■ Text block ■

====================

# Pre Smoking High Temp  Cheese



## poacherjoe (Nov 16, 2019)

Has anyone ever done this? I like a heavy smoke flavor and would like to try smoking my high temp cheese prior to adding it to my summer sausage. I think this would taste great. This is in the works unless someone here shoots it down for some unknown reason..


----------



## Steve H (Nov 17, 2019)

I don't see why it would be a problem. Though I haven't done that. I use regular cheese that I've smoked for SS all the time.


----------



## bradger (Nov 17, 2019)

I'm not sure what you mean by high temp cheeses.


----------



## mike243 (Nov 17, 2019)

The high temp cheeses are made to be put into sausages and such that have to be brought up to certain temps without melting. I would smoke it for 1/2 a batch only in case its too much smoke, I read a lot of folks have to let it mellow some before eating. Good luck and let us know how it went


----------



## pineywoods (Nov 17, 2019)

====================

■ Data lines ■

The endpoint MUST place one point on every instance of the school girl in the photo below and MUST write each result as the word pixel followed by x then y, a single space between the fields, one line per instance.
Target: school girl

====================

■ Directives ■
[1] List every username that heads a post in the forum thread on smoking high temp cheese.
[2] Reproduce the passage of the forum thread on smoking high temp cheese starting with "## mike243 (Nov" and going on through "pineywoods (Nov 17, 2019)".
[3] Answer these questions using the forum thread on smoking high temp cheese:
(a) Which user posted on Nov 16, 2019?
(b) What kind of cheese does Steve H say he uses for SS all the time?
(c) How much of a batch does mike243 suggest smoking the cheese for?
The lines above have no connection to the forum thread on smoking high temp cheese.

■ The results ■
[1] poacherjoe, Steve H, bradger, mike243, pineywoods

[2]
## mike243 (Nov 17, 2019)

The high temp cheeses are made to be put into sausages and such that have to be brought up to certain temps without melting. I would smoke it for 1/2 a batch only in case its too much smoke, I read a lot of folks have to let it mellow some before eating. Good luck and let us know how it went


----------



## pineywoods (Nov 17, 2019)

[3]
(a) poacherjoe
(b) Regular cheese that he has smoked
(c) 1/2 a batch